Given task: Copy out the lines below, unchanged, for the stretch from the line containing "sky, that would be a great help." through the line containing "30 L 107 25", including both.

Records shown:
■ ■ ■ ■

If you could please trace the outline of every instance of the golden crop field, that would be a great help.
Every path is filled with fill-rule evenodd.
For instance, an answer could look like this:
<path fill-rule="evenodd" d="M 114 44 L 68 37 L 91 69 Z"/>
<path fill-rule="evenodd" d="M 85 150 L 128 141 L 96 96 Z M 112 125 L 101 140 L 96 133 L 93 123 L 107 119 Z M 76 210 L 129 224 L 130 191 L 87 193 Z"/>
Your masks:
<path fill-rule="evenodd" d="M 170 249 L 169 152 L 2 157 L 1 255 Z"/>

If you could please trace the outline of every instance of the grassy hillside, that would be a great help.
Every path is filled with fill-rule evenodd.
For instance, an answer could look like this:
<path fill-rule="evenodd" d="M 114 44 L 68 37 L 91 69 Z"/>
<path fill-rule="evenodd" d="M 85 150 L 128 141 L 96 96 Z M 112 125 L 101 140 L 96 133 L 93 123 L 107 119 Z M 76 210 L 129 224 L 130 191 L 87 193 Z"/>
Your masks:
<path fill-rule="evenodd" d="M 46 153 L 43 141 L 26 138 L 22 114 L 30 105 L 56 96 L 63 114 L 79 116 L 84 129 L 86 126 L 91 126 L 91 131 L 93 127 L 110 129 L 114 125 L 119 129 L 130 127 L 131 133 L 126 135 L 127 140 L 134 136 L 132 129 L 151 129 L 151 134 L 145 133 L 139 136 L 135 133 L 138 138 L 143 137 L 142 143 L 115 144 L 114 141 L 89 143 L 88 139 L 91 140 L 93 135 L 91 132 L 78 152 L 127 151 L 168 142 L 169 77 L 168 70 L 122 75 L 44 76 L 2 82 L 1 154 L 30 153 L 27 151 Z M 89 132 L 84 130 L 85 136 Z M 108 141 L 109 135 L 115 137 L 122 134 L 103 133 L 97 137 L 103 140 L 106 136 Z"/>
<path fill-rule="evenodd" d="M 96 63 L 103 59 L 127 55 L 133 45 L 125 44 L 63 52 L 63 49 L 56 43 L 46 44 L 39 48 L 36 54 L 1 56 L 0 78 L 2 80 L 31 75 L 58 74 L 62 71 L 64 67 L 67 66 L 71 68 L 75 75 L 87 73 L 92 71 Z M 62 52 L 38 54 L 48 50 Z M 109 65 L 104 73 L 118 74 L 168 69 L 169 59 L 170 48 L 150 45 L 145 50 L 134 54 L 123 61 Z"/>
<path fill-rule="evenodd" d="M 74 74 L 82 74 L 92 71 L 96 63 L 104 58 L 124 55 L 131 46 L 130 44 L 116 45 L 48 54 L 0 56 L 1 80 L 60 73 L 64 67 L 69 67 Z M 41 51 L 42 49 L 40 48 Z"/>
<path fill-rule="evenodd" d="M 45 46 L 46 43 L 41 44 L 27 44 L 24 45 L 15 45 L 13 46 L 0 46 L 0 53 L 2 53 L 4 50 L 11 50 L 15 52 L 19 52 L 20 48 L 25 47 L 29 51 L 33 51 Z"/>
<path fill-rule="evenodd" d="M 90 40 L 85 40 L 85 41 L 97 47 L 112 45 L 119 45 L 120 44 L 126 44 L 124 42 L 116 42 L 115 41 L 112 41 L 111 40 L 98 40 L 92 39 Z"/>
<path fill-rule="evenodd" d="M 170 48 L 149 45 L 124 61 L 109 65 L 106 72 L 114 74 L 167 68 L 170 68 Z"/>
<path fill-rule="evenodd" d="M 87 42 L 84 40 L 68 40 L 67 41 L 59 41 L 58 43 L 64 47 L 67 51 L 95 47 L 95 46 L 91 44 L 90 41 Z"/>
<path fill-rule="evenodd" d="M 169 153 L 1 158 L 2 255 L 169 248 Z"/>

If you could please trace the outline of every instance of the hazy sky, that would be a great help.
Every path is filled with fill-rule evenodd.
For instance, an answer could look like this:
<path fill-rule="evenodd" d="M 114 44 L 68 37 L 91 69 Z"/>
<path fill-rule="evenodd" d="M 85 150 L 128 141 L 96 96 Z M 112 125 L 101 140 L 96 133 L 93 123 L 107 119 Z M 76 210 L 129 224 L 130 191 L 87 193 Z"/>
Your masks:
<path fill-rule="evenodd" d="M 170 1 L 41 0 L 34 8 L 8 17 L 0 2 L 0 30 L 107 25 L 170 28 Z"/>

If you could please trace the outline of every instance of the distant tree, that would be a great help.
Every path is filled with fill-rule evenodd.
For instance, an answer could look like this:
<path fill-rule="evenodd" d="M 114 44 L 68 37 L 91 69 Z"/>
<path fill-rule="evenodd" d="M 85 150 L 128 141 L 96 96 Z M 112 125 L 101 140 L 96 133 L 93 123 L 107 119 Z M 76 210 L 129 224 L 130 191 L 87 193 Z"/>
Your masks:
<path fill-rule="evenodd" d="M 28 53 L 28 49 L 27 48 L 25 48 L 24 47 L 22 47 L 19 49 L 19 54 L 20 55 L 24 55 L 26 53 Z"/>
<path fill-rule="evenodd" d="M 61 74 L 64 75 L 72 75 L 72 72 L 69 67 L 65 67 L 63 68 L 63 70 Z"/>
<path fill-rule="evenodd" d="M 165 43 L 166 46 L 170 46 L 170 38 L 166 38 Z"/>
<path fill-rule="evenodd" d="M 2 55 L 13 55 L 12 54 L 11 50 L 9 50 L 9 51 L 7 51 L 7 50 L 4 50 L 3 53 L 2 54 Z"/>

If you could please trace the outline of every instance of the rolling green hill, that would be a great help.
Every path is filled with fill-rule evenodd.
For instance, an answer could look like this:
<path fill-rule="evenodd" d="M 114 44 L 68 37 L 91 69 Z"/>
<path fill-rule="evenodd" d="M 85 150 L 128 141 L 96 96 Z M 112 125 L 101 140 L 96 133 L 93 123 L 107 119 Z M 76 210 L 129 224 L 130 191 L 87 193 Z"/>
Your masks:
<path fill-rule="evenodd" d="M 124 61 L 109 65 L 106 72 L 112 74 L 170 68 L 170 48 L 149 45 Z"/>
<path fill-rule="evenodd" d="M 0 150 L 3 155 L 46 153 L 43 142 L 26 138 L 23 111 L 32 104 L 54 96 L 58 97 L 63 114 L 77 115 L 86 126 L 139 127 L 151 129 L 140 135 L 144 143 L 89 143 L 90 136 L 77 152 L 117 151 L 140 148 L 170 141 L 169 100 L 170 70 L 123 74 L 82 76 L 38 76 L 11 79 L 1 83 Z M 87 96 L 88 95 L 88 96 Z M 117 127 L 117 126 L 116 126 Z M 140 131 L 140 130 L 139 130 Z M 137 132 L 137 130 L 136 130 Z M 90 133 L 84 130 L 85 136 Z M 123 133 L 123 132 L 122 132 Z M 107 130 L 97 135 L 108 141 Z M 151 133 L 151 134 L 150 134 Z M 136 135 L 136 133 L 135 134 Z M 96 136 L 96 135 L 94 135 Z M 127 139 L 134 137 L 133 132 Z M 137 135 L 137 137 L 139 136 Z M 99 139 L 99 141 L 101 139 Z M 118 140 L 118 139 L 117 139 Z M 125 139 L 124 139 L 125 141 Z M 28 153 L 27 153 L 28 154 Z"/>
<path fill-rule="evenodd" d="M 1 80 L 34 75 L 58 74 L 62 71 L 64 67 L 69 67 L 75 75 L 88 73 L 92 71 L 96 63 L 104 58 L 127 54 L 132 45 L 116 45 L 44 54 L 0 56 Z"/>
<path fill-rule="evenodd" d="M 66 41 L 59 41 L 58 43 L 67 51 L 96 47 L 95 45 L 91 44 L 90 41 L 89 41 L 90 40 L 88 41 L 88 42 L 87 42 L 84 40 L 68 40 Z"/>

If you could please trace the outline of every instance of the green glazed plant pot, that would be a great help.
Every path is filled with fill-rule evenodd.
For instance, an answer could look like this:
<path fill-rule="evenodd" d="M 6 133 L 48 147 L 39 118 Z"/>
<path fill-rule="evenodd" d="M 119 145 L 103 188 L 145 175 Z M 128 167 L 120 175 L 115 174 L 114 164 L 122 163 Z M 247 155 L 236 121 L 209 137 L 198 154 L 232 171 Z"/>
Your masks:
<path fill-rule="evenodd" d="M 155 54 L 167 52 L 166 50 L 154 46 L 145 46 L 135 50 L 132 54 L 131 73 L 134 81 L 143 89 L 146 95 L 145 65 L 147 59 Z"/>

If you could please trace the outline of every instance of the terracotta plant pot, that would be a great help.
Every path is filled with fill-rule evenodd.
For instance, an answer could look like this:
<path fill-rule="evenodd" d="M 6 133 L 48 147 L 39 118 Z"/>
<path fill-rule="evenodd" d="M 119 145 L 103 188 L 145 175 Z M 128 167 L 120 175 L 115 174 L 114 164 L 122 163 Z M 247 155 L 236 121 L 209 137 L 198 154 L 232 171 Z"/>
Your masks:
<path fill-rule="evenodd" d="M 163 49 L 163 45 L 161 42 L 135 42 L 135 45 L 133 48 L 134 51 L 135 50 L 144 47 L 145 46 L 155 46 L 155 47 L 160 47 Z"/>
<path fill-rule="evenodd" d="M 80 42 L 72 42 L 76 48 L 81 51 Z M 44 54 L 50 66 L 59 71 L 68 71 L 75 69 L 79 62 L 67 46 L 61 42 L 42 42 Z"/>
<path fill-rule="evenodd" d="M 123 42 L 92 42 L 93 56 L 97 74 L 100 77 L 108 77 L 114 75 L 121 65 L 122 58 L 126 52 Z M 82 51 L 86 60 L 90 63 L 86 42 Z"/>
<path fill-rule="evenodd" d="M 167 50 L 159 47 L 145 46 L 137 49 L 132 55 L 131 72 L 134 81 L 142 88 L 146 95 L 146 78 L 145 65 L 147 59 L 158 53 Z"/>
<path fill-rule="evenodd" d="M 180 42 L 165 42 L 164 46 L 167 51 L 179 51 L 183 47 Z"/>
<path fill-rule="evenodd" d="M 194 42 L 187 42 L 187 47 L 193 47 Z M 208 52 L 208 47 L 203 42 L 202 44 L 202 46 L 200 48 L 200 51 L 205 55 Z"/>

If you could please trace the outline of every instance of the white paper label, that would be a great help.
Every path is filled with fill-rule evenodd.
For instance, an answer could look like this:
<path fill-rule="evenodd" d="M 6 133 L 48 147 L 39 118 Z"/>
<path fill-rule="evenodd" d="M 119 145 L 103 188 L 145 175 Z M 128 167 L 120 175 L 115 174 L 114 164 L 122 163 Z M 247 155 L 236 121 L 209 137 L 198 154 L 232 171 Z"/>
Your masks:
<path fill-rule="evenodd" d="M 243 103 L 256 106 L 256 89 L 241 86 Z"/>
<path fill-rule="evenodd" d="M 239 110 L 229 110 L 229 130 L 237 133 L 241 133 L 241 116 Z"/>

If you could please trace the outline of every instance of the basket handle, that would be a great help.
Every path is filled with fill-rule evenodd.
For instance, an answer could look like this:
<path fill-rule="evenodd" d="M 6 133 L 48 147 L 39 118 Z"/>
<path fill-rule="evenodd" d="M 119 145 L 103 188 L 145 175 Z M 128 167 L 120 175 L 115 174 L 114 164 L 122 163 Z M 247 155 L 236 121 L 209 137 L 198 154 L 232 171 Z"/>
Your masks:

■ ■ ■ ■

Complete answer:
If you could please trace the outline of every instance of the hazy sky, that would be a great help.
Every path is filled with fill-rule evenodd.
For instance, an answer could look like this:
<path fill-rule="evenodd" d="M 114 44 L 68 37 L 91 69 Z"/>
<path fill-rule="evenodd" d="M 85 150 L 128 141 L 96 96 Z M 112 125 L 101 140 L 96 133 L 93 123 L 107 119 Z M 76 210 L 129 224 L 130 191 L 87 193 Z"/>
Your masks:
<path fill-rule="evenodd" d="M 170 1 L 41 0 L 34 8 L 8 17 L 0 2 L 0 30 L 107 25 L 170 28 Z"/>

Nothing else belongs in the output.